◆ **DATASET RECORDS**:
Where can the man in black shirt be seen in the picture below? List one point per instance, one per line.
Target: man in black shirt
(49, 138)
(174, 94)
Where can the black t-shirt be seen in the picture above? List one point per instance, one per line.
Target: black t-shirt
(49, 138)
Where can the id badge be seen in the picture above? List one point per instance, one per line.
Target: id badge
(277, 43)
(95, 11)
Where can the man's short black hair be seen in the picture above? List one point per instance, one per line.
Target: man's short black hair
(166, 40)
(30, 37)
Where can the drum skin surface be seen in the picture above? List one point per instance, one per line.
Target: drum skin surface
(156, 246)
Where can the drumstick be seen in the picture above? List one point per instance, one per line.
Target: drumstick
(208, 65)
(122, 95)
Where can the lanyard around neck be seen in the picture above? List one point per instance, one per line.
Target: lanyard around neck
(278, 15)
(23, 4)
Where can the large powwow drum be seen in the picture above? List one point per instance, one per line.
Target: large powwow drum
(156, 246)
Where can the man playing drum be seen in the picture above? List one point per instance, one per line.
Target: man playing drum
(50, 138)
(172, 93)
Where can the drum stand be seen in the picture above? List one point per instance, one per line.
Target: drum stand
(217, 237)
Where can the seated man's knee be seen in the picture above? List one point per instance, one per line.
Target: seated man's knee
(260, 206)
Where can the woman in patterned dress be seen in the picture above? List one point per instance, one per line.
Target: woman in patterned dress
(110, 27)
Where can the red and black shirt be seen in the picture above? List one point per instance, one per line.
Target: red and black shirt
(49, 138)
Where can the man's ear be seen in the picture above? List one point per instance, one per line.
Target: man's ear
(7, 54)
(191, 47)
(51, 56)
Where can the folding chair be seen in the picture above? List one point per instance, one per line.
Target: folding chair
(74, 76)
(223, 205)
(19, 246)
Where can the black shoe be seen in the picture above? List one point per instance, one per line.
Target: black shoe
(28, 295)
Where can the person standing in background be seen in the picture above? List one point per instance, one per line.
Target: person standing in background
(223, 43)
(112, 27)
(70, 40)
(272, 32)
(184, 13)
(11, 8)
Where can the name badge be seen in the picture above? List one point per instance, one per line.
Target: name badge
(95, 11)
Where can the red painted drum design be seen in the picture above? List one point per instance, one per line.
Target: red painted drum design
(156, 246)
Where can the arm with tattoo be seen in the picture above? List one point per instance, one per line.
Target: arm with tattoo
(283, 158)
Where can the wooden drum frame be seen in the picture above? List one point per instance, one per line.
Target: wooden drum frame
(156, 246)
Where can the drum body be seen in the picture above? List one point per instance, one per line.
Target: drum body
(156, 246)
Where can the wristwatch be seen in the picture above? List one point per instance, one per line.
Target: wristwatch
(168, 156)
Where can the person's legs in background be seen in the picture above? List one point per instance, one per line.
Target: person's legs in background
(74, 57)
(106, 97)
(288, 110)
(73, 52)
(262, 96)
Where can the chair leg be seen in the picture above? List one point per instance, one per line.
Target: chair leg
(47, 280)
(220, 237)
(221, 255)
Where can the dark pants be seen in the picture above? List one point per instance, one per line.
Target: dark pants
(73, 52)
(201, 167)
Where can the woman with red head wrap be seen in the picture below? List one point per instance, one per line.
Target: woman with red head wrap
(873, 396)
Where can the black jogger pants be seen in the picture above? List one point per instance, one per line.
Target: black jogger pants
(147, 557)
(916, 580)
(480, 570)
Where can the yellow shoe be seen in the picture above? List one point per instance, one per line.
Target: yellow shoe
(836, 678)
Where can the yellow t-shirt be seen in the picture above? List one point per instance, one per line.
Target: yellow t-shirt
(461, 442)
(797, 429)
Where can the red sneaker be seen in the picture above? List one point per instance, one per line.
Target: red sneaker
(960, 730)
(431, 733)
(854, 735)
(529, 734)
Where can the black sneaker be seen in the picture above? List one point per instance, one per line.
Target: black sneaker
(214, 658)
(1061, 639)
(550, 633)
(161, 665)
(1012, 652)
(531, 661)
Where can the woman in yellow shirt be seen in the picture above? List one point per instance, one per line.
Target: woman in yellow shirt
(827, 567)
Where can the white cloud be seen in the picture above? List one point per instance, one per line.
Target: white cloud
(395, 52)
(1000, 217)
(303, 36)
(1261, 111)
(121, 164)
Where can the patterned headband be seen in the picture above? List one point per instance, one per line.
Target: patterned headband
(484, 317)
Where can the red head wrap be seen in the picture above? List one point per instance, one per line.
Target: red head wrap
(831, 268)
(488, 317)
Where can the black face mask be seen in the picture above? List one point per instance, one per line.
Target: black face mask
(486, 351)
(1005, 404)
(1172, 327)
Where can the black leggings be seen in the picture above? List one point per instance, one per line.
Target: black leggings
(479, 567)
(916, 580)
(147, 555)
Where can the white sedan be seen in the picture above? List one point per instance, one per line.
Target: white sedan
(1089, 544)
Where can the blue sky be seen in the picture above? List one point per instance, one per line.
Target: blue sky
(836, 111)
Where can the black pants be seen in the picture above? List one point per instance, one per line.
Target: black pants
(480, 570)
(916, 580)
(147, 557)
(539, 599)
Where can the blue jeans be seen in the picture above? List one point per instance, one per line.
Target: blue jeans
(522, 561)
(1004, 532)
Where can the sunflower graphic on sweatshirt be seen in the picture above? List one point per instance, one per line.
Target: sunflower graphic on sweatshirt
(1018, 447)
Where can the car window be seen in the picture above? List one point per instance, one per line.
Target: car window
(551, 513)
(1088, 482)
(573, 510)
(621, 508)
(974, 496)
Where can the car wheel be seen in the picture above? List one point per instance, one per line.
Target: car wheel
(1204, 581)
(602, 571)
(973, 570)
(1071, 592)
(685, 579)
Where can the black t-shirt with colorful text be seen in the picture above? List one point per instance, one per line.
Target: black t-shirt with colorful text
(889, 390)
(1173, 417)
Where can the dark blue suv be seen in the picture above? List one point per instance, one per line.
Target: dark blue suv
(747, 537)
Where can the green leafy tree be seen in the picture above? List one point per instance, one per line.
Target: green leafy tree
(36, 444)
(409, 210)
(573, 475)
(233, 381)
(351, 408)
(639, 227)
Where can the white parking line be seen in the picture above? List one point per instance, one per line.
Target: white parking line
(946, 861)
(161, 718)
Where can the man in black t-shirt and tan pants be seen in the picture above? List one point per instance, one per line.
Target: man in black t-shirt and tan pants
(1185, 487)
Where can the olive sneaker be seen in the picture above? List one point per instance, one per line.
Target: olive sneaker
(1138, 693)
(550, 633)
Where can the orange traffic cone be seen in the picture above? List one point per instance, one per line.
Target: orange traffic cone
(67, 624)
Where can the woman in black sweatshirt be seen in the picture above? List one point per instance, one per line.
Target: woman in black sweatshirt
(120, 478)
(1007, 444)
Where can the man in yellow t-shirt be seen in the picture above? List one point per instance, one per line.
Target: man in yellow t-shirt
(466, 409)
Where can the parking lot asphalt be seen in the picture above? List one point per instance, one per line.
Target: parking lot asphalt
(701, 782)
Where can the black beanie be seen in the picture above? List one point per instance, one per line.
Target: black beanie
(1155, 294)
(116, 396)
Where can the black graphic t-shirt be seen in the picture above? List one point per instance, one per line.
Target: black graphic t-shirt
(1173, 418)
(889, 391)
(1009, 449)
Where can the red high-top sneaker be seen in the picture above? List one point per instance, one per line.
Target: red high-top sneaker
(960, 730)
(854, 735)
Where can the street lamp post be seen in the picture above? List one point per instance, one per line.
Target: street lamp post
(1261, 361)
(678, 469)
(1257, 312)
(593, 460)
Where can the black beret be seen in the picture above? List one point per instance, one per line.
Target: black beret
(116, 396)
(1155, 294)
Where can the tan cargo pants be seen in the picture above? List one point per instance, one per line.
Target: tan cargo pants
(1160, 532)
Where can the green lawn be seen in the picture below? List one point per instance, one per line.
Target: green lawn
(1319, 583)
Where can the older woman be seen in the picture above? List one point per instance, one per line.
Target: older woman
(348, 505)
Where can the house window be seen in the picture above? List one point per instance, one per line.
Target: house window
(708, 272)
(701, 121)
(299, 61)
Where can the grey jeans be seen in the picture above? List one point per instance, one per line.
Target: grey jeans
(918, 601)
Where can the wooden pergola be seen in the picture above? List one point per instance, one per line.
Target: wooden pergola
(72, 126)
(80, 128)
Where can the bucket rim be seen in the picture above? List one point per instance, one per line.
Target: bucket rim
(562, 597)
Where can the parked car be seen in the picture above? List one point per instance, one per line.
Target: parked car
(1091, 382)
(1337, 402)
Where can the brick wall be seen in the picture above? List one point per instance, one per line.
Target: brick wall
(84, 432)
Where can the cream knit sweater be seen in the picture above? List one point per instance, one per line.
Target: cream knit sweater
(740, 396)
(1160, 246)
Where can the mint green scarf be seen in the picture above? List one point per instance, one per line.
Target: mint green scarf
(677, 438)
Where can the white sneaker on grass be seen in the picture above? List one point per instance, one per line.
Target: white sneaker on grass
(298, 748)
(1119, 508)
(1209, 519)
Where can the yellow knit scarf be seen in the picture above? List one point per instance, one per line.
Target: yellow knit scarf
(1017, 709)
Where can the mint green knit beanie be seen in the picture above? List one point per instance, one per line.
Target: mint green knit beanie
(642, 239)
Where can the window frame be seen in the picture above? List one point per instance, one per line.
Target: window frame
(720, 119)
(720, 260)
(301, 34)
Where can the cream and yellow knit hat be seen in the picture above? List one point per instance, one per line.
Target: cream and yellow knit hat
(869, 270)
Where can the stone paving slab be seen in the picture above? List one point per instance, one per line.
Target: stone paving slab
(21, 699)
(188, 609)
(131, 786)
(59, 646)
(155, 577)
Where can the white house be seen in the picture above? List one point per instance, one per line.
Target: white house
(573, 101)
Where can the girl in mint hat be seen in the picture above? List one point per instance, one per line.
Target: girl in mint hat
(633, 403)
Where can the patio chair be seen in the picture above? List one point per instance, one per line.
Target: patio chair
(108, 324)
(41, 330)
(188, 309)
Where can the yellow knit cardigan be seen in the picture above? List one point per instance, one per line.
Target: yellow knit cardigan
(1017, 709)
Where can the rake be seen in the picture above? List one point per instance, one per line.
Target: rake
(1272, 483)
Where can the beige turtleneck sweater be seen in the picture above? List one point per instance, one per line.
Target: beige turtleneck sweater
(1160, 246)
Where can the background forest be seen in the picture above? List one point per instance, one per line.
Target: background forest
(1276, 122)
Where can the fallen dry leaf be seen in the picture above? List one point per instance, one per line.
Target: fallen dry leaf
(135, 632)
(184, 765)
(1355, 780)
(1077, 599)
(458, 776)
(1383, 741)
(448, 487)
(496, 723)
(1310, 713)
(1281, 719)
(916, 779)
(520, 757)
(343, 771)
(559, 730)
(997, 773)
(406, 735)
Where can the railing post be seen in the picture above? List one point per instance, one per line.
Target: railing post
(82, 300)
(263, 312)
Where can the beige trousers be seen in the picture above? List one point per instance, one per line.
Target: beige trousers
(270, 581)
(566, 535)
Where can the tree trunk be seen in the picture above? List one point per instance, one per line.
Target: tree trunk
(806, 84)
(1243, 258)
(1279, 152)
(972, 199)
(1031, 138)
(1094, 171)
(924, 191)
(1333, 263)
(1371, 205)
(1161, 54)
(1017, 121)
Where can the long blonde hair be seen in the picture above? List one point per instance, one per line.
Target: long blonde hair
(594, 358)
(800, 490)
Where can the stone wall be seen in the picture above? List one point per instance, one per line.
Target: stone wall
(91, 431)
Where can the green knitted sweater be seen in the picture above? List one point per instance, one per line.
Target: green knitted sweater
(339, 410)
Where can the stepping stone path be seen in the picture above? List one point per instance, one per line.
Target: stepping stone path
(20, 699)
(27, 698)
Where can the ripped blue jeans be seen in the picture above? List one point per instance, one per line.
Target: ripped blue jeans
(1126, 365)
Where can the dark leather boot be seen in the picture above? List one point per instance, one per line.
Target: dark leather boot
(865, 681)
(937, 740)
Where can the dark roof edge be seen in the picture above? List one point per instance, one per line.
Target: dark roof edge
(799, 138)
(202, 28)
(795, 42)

◆ **TASK BRIEF**: Rewrite the rows between the lines holding "Where can the patio" and "(1276, 122)", inclusive, replacing "rake" with "leaf rake" and leaving everything else unchanged.

◆ **RESPONSE BELOW**:
Where can the patio chair be seen in the picture above? List one point per instance, one per line.
Target: patio chair
(108, 324)
(41, 330)
(188, 309)
Where can the yellow knit cardigan be seen in the picture above? List one point per instance, one per line.
Target: yellow knit cardigan
(1017, 709)
Where can the leaf rake be seen in the picture above? List one point per instance, one per line.
Target: leaf rake
(1272, 483)
Where can the beige turtleneck sweater be seen in the picture above? List one point per instance, one per line.
Target: beige turtleneck sweater
(1160, 246)
Where can the background forest be seen in the picture above? List one point per instance, one per line.
Target: background forest
(1276, 122)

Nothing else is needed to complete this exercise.